- [Goal]:
Find each line in the rows below that contains the word "green", treating uppercase and lowercase as different, and copy those lines out.

- [Data listing]:
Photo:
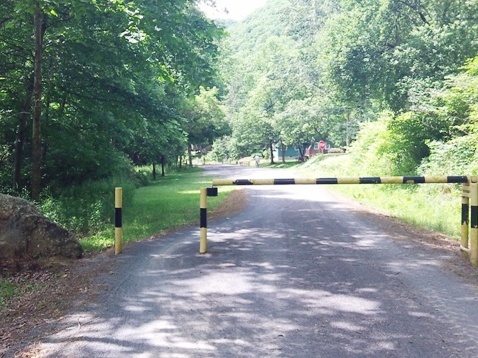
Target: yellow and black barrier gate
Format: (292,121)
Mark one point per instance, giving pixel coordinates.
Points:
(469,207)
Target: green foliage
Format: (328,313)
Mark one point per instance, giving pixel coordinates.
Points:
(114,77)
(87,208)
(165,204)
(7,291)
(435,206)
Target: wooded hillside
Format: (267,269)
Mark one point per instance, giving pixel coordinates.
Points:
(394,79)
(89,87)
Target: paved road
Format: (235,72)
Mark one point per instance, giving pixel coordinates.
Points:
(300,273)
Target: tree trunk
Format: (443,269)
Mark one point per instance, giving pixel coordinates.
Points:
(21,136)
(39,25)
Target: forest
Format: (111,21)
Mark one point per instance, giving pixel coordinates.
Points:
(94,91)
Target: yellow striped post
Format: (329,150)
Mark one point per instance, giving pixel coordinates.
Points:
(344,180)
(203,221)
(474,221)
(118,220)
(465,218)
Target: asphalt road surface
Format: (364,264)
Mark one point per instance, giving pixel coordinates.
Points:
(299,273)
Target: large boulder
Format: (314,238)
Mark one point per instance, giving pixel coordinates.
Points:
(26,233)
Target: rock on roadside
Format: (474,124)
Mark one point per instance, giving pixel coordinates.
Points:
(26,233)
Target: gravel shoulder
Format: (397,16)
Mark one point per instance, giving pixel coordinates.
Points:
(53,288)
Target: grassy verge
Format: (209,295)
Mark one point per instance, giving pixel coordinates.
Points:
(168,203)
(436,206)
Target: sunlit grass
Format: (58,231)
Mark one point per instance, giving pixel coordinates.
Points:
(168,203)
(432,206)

==

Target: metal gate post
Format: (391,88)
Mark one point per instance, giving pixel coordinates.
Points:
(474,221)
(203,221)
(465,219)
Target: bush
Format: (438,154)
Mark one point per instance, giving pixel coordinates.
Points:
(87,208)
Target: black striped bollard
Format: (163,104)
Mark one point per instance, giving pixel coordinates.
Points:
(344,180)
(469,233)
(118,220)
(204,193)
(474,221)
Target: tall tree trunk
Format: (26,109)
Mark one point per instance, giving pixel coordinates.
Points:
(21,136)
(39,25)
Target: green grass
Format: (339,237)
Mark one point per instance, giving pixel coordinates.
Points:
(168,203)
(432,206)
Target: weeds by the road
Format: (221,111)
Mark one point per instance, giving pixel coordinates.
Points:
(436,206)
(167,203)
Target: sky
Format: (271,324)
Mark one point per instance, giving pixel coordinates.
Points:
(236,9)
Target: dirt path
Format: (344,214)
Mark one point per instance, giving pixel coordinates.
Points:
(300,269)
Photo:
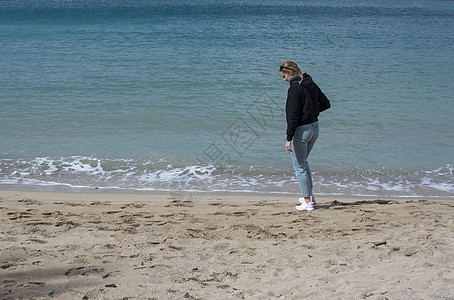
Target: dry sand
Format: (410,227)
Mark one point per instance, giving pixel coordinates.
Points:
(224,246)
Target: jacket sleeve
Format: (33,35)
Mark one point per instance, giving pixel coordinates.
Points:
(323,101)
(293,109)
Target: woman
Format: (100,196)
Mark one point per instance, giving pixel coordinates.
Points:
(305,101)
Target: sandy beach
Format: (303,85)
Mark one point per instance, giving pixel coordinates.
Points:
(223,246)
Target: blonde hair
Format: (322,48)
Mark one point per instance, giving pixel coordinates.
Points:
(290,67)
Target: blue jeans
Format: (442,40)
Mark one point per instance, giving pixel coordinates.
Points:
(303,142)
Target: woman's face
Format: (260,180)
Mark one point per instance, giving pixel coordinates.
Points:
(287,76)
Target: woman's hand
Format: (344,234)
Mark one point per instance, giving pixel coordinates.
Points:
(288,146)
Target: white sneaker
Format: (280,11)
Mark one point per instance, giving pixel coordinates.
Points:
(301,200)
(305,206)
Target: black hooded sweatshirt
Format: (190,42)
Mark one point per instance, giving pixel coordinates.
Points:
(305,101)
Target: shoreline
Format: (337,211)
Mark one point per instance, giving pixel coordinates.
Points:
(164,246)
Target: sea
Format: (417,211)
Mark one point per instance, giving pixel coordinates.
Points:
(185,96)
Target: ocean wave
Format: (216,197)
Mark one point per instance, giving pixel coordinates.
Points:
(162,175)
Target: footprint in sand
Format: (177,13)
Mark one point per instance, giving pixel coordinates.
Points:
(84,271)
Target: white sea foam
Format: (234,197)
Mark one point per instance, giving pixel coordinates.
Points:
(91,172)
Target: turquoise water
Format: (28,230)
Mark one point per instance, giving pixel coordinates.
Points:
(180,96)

--

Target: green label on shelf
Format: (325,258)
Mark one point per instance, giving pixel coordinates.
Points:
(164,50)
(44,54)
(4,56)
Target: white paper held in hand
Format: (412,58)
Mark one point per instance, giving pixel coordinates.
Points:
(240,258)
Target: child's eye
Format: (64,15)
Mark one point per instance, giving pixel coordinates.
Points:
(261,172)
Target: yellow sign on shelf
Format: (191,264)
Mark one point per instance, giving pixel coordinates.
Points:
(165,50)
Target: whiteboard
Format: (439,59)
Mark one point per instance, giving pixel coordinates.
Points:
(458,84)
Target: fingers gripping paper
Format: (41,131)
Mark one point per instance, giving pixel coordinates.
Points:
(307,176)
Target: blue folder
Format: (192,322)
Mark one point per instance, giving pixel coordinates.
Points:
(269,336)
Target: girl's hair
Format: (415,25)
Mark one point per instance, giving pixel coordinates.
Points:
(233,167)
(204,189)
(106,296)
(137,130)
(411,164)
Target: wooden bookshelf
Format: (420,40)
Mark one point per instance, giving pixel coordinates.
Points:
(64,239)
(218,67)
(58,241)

- [Solved exercise]:
Target: green foliage
Target: green grass
Target: green label on shelf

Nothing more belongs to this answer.